= Task 1 =
List every descent that the Michael Ondaatje entry gives for him.
= Task 2 =
According to the Michael Ondaatje entry, what did his mother, Enid Doris, run?
= Task 3 =
Reproduce the Michael Ondaatje entry from "Ondaatje, Michael (Writer)" to "celebrates his second.".

= Text block =

* * *

Ondaatje, Michael (Writer)

(1943- ) poet, novelist

Born in Colombo, Ceylon (now Sri Lanka), of Dutch, English, Sinhalese, and Tamil descent, Philip Michael ondaatje is the youngest child of Mervyn ondaatje, a tea-and-rubber-plantation superintendent, and Enid Doris, who ran a dance and theater school. In 1962, ondaatje emigrated to Canada, where he studied English and history at Bishop’s University in Quebec; he has baccalaureate and master’s degrees.

Ondaatje is one of a few Canadian writers who also is published in the United States and Britain and is known internationally. His early poems appeared in New Wave Canada: The New Explosion in Canadian Poetry (1967). His poetry collection Secular Love (1984) explores the pain of the failure of his first marriage and celebrates his second.

In his first foray into fiction, The Collected Works of Billy the Kid (1970), Ondaatje retells the story of the outlaw William H. Bonney through a mixture of poetry, prose, photographs, and other illustrations. In Coming through Slaughter (1976), too, he interweaves biography, history, and fiction to relate the story of jazz cornetist Buddy Bolden, who went insane. In the Skin of the Lion retells the story of the building of Toronto’s Prince Edward Viaduct. In 1978, after a 24-year absence, Ondaatje returned to his homeland, now Sri Lanka. In journals, he recorded family anecdotes and stories that developed into his “fictional memoir” Running in the Family (1982), which is composed of vivid, rhapsodic reminiscences.

* * *

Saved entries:
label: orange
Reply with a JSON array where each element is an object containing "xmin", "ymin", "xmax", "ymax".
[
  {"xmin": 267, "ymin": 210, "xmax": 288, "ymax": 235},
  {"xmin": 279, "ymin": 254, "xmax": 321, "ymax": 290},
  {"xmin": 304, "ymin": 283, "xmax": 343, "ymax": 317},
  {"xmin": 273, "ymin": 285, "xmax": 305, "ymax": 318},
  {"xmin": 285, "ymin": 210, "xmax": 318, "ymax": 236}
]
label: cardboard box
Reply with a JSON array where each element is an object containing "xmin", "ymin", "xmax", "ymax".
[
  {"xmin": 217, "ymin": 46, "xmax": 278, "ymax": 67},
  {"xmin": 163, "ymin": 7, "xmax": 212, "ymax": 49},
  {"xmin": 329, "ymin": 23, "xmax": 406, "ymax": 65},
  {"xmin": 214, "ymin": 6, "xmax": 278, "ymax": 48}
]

* * *

= Worked solution 1 =
Dutch, English, Sinhalese, Tamil

= Worked solution 2 =
A dance and theater school.

= Worked solution 3 =
Ondaatje, Michael (Writer)

(1943- ) poet, novelist

Born in Colombo, Ceylon (now Sri Lanka), of Dutch, English, Sinhalese, and Tamil descent, Philip Michael ondaatje is the youngest child of Mervyn ondaatje, a tea-and-rubber-plantation superintendent, and Enid Doris, who ran a dance and theater school. In 1962, ondaatje emigrated to Canada, where he studied English and history at Bishop’s University in Quebec; he has baccalaureate and master’s degrees.

Ondaatje is one of a few Canadian writers who also is published in the United States and Britain and is known internationally. His early poems appeared in New Wave Canada: The New Explosion in Canadian Poetry (1967). His poetry collection Secular Love (1984) explores the pain of the failure of his first marriage and celebrates his second.